■ **Exercise instructions**:
The full listing should be transcribed verbatim.

■ **Records supplied**:
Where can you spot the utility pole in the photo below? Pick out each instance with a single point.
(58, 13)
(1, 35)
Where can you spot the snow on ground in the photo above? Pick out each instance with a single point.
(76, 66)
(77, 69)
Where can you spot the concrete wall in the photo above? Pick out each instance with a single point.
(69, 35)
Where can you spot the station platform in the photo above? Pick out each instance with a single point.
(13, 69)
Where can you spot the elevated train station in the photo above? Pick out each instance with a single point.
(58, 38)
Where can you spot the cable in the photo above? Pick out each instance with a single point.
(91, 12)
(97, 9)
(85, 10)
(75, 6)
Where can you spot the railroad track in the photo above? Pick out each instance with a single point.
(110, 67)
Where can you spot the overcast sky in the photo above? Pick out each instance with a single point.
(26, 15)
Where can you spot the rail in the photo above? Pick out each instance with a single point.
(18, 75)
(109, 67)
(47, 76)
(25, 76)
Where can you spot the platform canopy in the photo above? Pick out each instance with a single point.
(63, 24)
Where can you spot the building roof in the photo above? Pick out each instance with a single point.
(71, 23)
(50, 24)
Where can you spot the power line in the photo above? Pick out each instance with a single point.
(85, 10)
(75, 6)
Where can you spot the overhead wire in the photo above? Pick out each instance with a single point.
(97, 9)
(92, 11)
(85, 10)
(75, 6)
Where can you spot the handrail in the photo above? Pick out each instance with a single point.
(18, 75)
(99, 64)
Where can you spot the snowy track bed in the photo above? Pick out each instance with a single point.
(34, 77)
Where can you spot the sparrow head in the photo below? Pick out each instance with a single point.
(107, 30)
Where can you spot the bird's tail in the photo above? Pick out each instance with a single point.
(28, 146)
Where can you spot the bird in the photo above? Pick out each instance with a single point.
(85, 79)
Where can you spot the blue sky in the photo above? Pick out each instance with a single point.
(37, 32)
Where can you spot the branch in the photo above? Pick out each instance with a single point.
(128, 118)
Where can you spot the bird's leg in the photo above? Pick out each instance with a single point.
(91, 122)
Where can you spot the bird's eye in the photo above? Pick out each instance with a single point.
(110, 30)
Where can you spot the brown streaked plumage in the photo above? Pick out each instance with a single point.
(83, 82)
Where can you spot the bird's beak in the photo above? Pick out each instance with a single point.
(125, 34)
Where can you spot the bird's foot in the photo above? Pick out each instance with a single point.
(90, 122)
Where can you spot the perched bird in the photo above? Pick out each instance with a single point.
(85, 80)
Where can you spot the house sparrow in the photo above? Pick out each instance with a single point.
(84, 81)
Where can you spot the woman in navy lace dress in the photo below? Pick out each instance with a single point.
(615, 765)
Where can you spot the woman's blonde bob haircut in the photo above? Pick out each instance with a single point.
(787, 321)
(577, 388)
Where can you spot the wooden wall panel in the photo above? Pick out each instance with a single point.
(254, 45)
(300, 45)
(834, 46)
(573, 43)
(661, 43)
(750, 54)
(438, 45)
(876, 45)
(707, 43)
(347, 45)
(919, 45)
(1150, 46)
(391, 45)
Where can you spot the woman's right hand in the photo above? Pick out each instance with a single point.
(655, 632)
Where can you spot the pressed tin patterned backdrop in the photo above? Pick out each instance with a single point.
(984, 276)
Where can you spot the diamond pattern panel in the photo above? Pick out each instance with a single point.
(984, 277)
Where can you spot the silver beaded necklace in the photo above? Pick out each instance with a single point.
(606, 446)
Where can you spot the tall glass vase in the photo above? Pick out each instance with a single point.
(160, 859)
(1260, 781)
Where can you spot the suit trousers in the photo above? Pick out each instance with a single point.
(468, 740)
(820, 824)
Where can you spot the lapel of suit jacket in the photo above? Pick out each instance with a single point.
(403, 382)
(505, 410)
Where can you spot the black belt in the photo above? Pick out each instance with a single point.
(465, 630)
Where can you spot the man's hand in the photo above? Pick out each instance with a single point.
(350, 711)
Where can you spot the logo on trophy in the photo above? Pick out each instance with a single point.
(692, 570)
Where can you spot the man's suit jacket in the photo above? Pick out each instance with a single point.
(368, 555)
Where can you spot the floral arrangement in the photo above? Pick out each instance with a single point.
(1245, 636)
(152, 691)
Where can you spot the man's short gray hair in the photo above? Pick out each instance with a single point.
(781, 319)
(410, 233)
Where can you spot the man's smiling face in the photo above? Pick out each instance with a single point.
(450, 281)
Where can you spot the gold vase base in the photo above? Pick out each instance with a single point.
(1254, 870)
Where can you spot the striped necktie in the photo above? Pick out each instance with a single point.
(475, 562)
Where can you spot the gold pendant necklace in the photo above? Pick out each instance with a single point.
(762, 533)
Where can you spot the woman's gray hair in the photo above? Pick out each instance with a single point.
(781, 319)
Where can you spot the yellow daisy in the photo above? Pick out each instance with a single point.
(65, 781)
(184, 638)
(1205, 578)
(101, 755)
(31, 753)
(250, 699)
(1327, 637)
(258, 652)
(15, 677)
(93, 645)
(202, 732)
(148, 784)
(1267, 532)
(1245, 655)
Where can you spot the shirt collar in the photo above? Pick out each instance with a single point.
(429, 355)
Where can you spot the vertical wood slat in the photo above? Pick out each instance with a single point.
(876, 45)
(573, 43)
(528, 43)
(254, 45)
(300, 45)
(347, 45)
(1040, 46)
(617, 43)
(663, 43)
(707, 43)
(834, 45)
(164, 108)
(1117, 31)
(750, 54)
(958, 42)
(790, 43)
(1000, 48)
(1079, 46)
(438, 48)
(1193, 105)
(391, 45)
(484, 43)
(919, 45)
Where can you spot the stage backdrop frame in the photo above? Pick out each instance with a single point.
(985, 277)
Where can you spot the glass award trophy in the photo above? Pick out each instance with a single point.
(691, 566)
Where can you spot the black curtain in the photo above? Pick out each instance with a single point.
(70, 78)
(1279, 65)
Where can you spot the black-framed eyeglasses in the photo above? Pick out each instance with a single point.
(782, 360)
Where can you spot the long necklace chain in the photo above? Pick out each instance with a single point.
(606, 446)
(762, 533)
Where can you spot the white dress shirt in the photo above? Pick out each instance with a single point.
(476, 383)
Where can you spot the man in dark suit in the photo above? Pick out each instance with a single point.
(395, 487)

■ **Response below**:
Where can you spot the utility pole in the photo below? Pick out each instance with a single point.
(58, 13)
(1, 35)
Where can you spot the snow on ground in the photo above? Pick out each instance with a single point.
(76, 66)
(77, 69)
Where can you spot the concrete wall in the photo above? Pick out each instance with a single point.
(69, 35)
Where can you spot the station platform in the photo above? Pick out each instance with a single point.
(13, 69)
Where can you spot the elevated train station in the photo above? Pick out each instance with a single point.
(58, 38)
Where can you spot the cable in the photo above? Pick out each instance with a single point.
(91, 12)
(97, 9)
(85, 10)
(75, 6)
Where can you spot the railroad track in the photo above? Pick out each instance with a single point.
(110, 67)
Where can you spot the overcast sky in the photo above? Pick out each instance with a single point.
(26, 15)
Where can you spot the rail in the photo above? Pick out each instance with a single point.
(18, 75)
(109, 67)
(47, 76)
(25, 76)
Where can you spot the platform canopy in the photo above? Pick out each instance with a single point.
(63, 24)
Where can you spot the building roof in the photo above? Pick out each instance with a single point.
(71, 23)
(50, 24)
Where can you spot the power line in the photo above? Pick out each instance with a single point.
(85, 10)
(75, 6)
Where can you spot the overhead wire in the photo above? Pick out each instance with a single point.
(97, 9)
(92, 11)
(85, 10)
(75, 6)
Where can you spot the handrail in the photo above? Pick out each instance with a single point.
(18, 75)
(99, 64)
Where can you spot the snowy track bed in the photo above? Pick out each instance with a single point.
(34, 77)
Where can you spot the sparrow head in the photo below? Pick out each instance with a single point.
(107, 30)
Where can you spot the bird's tail in the photo above? Pick out each instance with a single point.
(28, 146)
Where can you spot the bird in the photo above? Pick out each instance with a single point.
(85, 79)
Where can you spot the blue sky in the photo above? Pick out each instance with a single point.
(37, 32)
Where can you spot the branch in the photo above? Pick out each instance with a single point.
(128, 118)
Where can you spot the bird's leg in the photo above? Pick out each instance with a single point.
(91, 122)
Where can you spot the bird's eye in the photo above? Pick out each instance with a single point.
(110, 30)
Where can you spot the brown streaked plumage in the photo above? Pick out each instance with a single point.
(83, 82)
Where can you spot the bird's beak in the photo above? Pick out each instance with a single point.
(125, 34)
Where can you spot the bird's foot in the photo above? Pick out each instance with a single point.
(90, 122)
Where can you spot the perched bird in the photo above? Pick out each instance with a single point.
(85, 80)
Where can you spot the house sparrow in the photo above? Pick out each instance with a single point.
(84, 81)
Where can you spot the woman in navy lace dress in the photo below? Pick out each instance with a single point.
(615, 765)
Where can you spot the woman's blonde bob haircut in the photo above? Pick out each instance with a single point.
(787, 321)
(577, 388)
Where can you spot the wooden wall panel in the photo above? Pick out each instance with a single point.
(254, 45)
(300, 45)
(834, 46)
(573, 43)
(661, 43)
(750, 54)
(438, 45)
(876, 45)
(707, 43)
(347, 45)
(919, 45)
(1150, 46)
(391, 45)
Where can you spot the woman's right hand in the photo above? Pick out each instance with a single point.
(655, 632)
Where can you spot the pressed tin patterned backdrop in the photo above? Pick out each instance with a single point.
(984, 276)
Where can you spot the diamond pattern panel in the photo above? Pick out each instance with a single point.
(984, 277)
Where can you spot the silver beaded necklace in the photo above? Pick out each instance with a single point.
(606, 446)
Where can you spot the tall glass vase in the photo above? Pick out each instance with a single point.
(160, 859)
(1260, 781)
Where can you spot the suit trousers in the photo above? Pick out each instance with a single point.
(468, 740)
(820, 824)
Where can you spot the lapel of suit jacket in the photo above? Pick out each instance with a single point.
(403, 382)
(505, 410)
Where can you spot the black belt in the photo above? Pick out each instance with a single point.
(465, 630)
Where can you spot the man's hand in the photo above? Pick out each instance with a single point.
(350, 711)
Where can you spot the logo on trophy in the photo above? Pick out each instance with a single point.
(692, 570)
Where can you spot the man's suit jacket in the photo above? Pick out each instance with a single point.
(368, 555)
Where can you spot the floral arrangement in the photo above? Pick out each instance with a single point.
(1245, 636)
(152, 691)
Where can you spot the man's short gray hair in the photo above? Pick out each instance with a single point.
(781, 319)
(410, 233)
Where can you spot the man's smiling face in the photo above? Pick out each instance with a single point.
(450, 281)
Where can you spot the gold vase base in the photo above? Pick out each instance with a single point.
(1254, 870)
Where can you spot the striped necktie in the photo above? Pick out each instance with a single point.
(475, 562)
Where can you spot the gold pendant necklace in the photo above? Pick out each instance with a single point.
(762, 533)
Where can you spot the woman's gray hair in the photo above? Pick out each instance with a single point.
(781, 319)
Where can you spot the yellow daisy in the photo above? Pick out each instance with a single point.
(65, 781)
(184, 638)
(1205, 578)
(101, 755)
(31, 753)
(250, 699)
(1327, 637)
(258, 652)
(15, 677)
(93, 645)
(202, 732)
(148, 784)
(1267, 532)
(1245, 655)
Where can you spot the shirt collar in the photo above? Pick out each instance with a single point.
(429, 355)
Where can you spot the vertical wood slat in the photo above? Pick out each instance with a single point.
(876, 45)
(573, 43)
(528, 43)
(254, 45)
(300, 45)
(347, 45)
(1040, 46)
(617, 43)
(663, 43)
(707, 43)
(834, 45)
(164, 108)
(1117, 31)
(750, 54)
(958, 42)
(790, 43)
(1000, 48)
(1079, 46)
(438, 48)
(1193, 105)
(391, 45)
(484, 43)
(919, 45)
Where can you spot the stage backdrop frame in the photo above? Pick out each instance with a single point.
(985, 277)
Where can you spot the glass award trophy in the photo above? Pick out each instance with a single point.
(691, 566)
Where can you spot the black curtain in the photo above? Pick out each instance with a single point.
(70, 78)
(1279, 65)
Where can you spot the black-framed eyeglasses in the photo above? Pick out each instance with a single point.
(782, 360)
Where can you spot the long necklace chain in the photo above? Pick out each instance with a single point.
(606, 446)
(762, 533)
Where can you spot the white dress shirt in the photo above? Pick out each instance with a single point.
(476, 383)
Where can you spot the man in dark suit in the photo above? Pick out each instance with a single point.
(395, 487)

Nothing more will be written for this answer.